(Items from a dataset)
━━━━━━━━━━━━━━━━━━━━━━━━━━━━━━

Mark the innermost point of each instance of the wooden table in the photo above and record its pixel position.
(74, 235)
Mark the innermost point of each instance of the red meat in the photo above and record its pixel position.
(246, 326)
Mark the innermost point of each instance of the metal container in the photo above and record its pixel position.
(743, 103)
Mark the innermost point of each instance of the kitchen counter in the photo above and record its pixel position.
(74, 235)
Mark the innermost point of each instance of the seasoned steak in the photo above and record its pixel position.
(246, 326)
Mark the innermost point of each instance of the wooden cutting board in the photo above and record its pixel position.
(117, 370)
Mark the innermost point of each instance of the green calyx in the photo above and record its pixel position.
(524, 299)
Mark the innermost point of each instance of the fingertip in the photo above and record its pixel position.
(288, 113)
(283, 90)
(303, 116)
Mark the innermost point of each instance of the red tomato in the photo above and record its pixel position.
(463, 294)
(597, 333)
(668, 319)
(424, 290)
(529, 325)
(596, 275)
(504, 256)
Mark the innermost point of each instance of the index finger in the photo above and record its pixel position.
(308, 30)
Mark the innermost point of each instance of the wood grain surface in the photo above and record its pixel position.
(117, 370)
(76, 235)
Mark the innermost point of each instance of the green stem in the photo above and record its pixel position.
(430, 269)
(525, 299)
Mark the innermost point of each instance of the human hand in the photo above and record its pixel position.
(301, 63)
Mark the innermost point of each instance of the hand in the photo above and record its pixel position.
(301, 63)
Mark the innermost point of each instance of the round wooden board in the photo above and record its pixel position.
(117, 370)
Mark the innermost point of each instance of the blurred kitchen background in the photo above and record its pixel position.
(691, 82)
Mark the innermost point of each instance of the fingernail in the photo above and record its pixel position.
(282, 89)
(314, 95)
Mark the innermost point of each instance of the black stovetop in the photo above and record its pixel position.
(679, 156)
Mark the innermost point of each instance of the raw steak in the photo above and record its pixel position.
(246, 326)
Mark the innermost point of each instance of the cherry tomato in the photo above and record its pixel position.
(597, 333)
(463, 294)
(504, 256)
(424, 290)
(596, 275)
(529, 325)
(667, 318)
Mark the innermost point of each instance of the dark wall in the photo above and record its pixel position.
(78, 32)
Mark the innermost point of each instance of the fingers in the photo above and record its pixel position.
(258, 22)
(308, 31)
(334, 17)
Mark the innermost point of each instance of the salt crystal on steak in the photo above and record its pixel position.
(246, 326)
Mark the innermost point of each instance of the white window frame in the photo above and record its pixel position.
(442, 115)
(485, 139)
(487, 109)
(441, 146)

━━━━━━━━━━━━━━━━━━━━━━━━━━━━━━

WORK TO DO. Rewrite all of the material above as a numbered list, skipping any blank lines.

TASK OUTPUT.
1. Mark the innermost point of each instance of the wooden table in the photo above and record its pixel position.
2. (74, 235)
3. Mark the innermost point of each instance of the red meat in the photo above and record its pixel position.
4. (246, 326)
5. Mark the innermost point of each instance of the metal container in the photo above and record its pixel position.
6. (743, 103)
7. Mark the innermost point of each instance of the kitchen counter in the photo above and record its pixel position.
8. (74, 235)
9. Mark the innermost point of each instance of the seasoned steak in the photo above and record its pixel position.
10. (246, 326)
11. Mark the innermost point of each instance of the wooden cutting board in the photo above and record its pixel position.
12. (117, 370)
13. Mark the innermost point of each instance of the green calyx in the photo above and record its pixel position.
14. (524, 299)
15. Mark the innermost point of each instance of the fingertip in the photo above and record its pixel position.
16. (288, 113)
17. (283, 90)
18. (303, 116)
19. Mark the innermost point of each instance of the red tomato in the photo above and record its pixel position.
20. (463, 294)
21. (597, 333)
22. (668, 319)
23. (424, 290)
24. (529, 325)
25. (596, 275)
26. (504, 256)
27. Mark the innermost point of each instance of the index finger in the photo above and record its pixel position.
28. (308, 30)
29. Mark the innermost point of each instance of the wood grain surface in the photo above and record its pixel position.
30. (117, 370)
31. (76, 235)
32. Mark the innermost point of each instance of the green stem in the photo above and record its pixel position.
33. (430, 269)
34. (525, 299)
35. Mark the innermost point of each instance of the human hand in the photo above and record its pixel position.
36. (301, 63)
37. Mark the innermost point of each instance of the hand in the photo above and record its pixel position.
38. (301, 63)
39. Mark the innermost point of each instance of the round wooden board in the photo above and record its pixel position.
40. (117, 370)
41. Mark the innermost point of each instance of the blurred kitchen background in the photo above and record its pixel position.
42. (691, 82)
43. Mark the innermost point of each instance of the fingernail in the photo above and record its pixel position.
44. (282, 89)
45. (314, 95)
46. Mark the innermost point of each instance of the black stovetop in the photo above and record its pixel position.
47. (679, 156)
48. Mark the innermost point of each instance of the raw steak in the photo above and record its pixel position.
49. (246, 326)
50. Mark the innermost point of each instance of the cherry tomato in the photo above and record its pixel position.
51. (597, 333)
52. (463, 294)
53. (504, 256)
54. (424, 290)
55. (596, 275)
56. (529, 325)
57. (667, 318)
58. Mark the innermost point of each instance of the dark wall in the photo above and record its pixel position.
59. (78, 32)
60. Mark the innermost point of each instance of the fingers in the photo above and record its pixel position.
61. (258, 22)
62. (308, 31)
63. (334, 17)
64. Mark the innermost point of each instance of the salt crystal on steak in the photo above and record its pixel position.
65. (246, 326)
66. Mark the innermost point of each instance of the white window frame in the photo above and record its pixel position.
67. (442, 115)
68. (485, 139)
69. (487, 109)
70. (441, 146)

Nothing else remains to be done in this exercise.